Exercise input —
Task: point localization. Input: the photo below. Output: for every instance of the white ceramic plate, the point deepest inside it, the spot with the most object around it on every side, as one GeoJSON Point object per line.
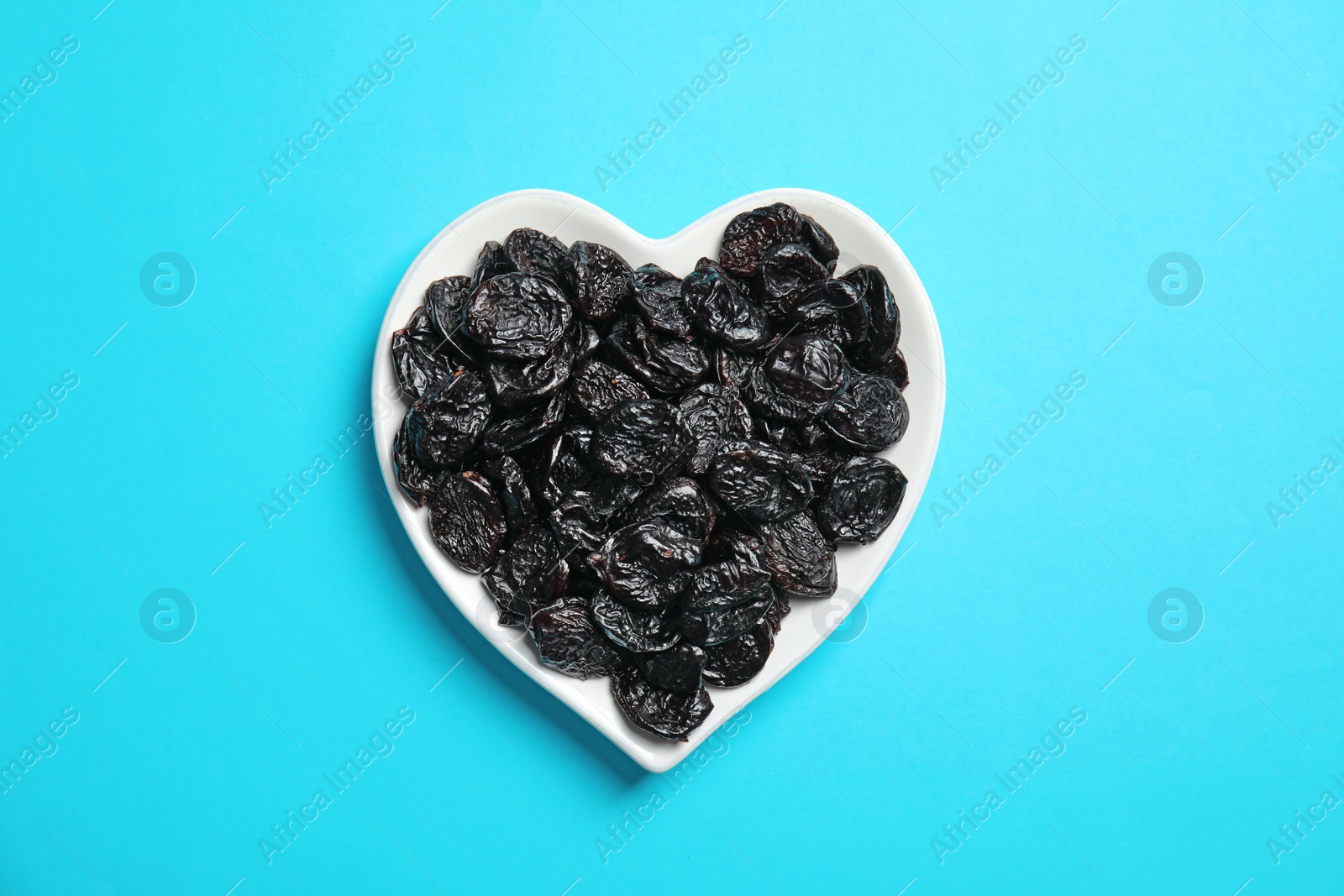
{"type": "Point", "coordinates": [570, 217]}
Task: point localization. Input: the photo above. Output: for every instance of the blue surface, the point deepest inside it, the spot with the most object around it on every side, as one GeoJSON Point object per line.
{"type": "Point", "coordinates": [1028, 604]}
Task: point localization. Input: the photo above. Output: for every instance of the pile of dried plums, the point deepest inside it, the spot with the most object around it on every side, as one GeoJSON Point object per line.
{"type": "Point", "coordinates": [645, 468]}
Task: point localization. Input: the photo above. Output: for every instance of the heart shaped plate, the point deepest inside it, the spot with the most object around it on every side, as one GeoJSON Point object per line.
{"type": "Point", "coordinates": [569, 217]}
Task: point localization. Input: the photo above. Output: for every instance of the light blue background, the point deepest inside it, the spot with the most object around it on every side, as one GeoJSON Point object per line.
{"type": "Point", "coordinates": [988, 631]}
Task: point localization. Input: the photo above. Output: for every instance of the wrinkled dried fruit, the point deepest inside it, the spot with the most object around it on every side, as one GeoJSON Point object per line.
{"type": "Point", "coordinates": [862, 500]}
{"type": "Point", "coordinates": [467, 521]}
{"type": "Point", "coordinates": [662, 712]}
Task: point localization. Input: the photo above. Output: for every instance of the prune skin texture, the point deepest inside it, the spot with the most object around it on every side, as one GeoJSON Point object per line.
{"type": "Point", "coordinates": [598, 389]}
{"type": "Point", "coordinates": [682, 504]}
{"type": "Point", "coordinates": [568, 641]}
{"type": "Point", "coordinates": [799, 557]}
{"type": "Point", "coordinates": [521, 383]}
{"type": "Point", "coordinates": [444, 302]}
{"type": "Point", "coordinates": [467, 521]}
{"type": "Point", "coordinates": [517, 317]}
{"type": "Point", "coordinates": [736, 663]}
{"type": "Point", "coordinates": [669, 365]}
{"type": "Point", "coordinates": [870, 417]}
{"type": "Point", "coordinates": [786, 269]}
{"type": "Point", "coordinates": [633, 629]}
{"type": "Point", "coordinates": [750, 234]}
{"type": "Point", "coordinates": [721, 311]}
{"type": "Point", "coordinates": [490, 264]}
{"type": "Point", "coordinates": [600, 280]}
{"type": "Point", "coordinates": [711, 627]}
{"type": "Point", "coordinates": [884, 317]}
{"type": "Point", "coordinates": [665, 714]}
{"type": "Point", "coordinates": [533, 251]}
{"type": "Point", "coordinates": [647, 564]}
{"type": "Point", "coordinates": [862, 500]}
{"type": "Point", "coordinates": [528, 574]}
{"type": "Point", "coordinates": [508, 434]}
{"type": "Point", "coordinates": [448, 421]}
{"type": "Point", "coordinates": [716, 416]}
{"type": "Point", "coordinates": [417, 483]}
{"type": "Point", "coordinates": [658, 295]}
{"type": "Point", "coordinates": [759, 483]}
{"type": "Point", "coordinates": [676, 669]}
{"type": "Point", "coordinates": [643, 441]}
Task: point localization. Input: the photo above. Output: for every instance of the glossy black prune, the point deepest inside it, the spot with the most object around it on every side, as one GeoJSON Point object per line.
{"type": "Point", "coordinates": [716, 416]}
{"type": "Point", "coordinates": [519, 383]}
{"type": "Point", "coordinates": [517, 317]}
{"type": "Point", "coordinates": [722, 586]}
{"type": "Point", "coordinates": [884, 317]}
{"type": "Point", "coordinates": [723, 312]}
{"type": "Point", "coordinates": [667, 364]}
{"type": "Point", "coordinates": [600, 280]}
{"type": "Point", "coordinates": [467, 521]}
{"type": "Point", "coordinates": [678, 669]}
{"type": "Point", "coordinates": [658, 295]}
{"type": "Point", "coordinates": [644, 439]}
{"type": "Point", "coordinates": [801, 378]}
{"type": "Point", "coordinates": [870, 417]}
{"type": "Point", "coordinates": [862, 500]}
{"type": "Point", "coordinates": [832, 308]}
{"type": "Point", "coordinates": [528, 574]}
{"type": "Point", "coordinates": [799, 557]}
{"type": "Point", "coordinates": [515, 495]}
{"type": "Point", "coordinates": [448, 421]}
{"type": "Point", "coordinates": [491, 262]}
{"type": "Point", "coordinates": [759, 483]}
{"type": "Point", "coordinates": [512, 432]}
{"type": "Point", "coordinates": [682, 504]}
{"type": "Point", "coordinates": [638, 631]}
{"type": "Point", "coordinates": [736, 663]}
{"type": "Point", "coordinates": [750, 234]}
{"type": "Point", "coordinates": [717, 626]}
{"type": "Point", "coordinates": [647, 566]}
{"type": "Point", "coordinates": [531, 251]}
{"type": "Point", "coordinates": [568, 641]}
{"type": "Point", "coordinates": [417, 483]}
{"type": "Point", "coordinates": [665, 714]}
{"type": "Point", "coordinates": [786, 269]}
{"type": "Point", "coordinates": [598, 389]}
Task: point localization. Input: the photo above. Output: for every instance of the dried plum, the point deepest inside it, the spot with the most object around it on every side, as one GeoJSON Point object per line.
{"type": "Point", "coordinates": [658, 295]}
{"type": "Point", "coordinates": [669, 365]}
{"type": "Point", "coordinates": [568, 641]}
{"type": "Point", "coordinates": [682, 504]}
{"type": "Point", "coordinates": [716, 416]}
{"type": "Point", "coordinates": [884, 317]}
{"type": "Point", "coordinates": [448, 421]}
{"type": "Point", "coordinates": [597, 389]}
{"type": "Point", "coordinates": [736, 663]}
{"type": "Point", "coordinates": [862, 500]}
{"type": "Point", "coordinates": [519, 317]}
{"type": "Point", "coordinates": [723, 312]}
{"type": "Point", "coordinates": [870, 417]}
{"type": "Point", "coordinates": [799, 557]}
{"type": "Point", "coordinates": [467, 521]}
{"type": "Point", "coordinates": [717, 626]}
{"type": "Point", "coordinates": [644, 439]}
{"type": "Point", "coordinates": [600, 280]}
{"type": "Point", "coordinates": [528, 574]}
{"type": "Point", "coordinates": [759, 483]}
{"type": "Point", "coordinates": [531, 251]}
{"type": "Point", "coordinates": [647, 564]}
{"type": "Point", "coordinates": [665, 714]}
{"type": "Point", "coordinates": [676, 669]}
{"type": "Point", "coordinates": [638, 631]}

Given task — Please return every line of the records above that contains the word "white", matching case.

Response to this task —
Task: point localization. Input: the photo below. Output: for every instance of the white ceramic plate, the point deepest inside it, the spot with the most object around it on every side, as one GeoJSON Point object per line.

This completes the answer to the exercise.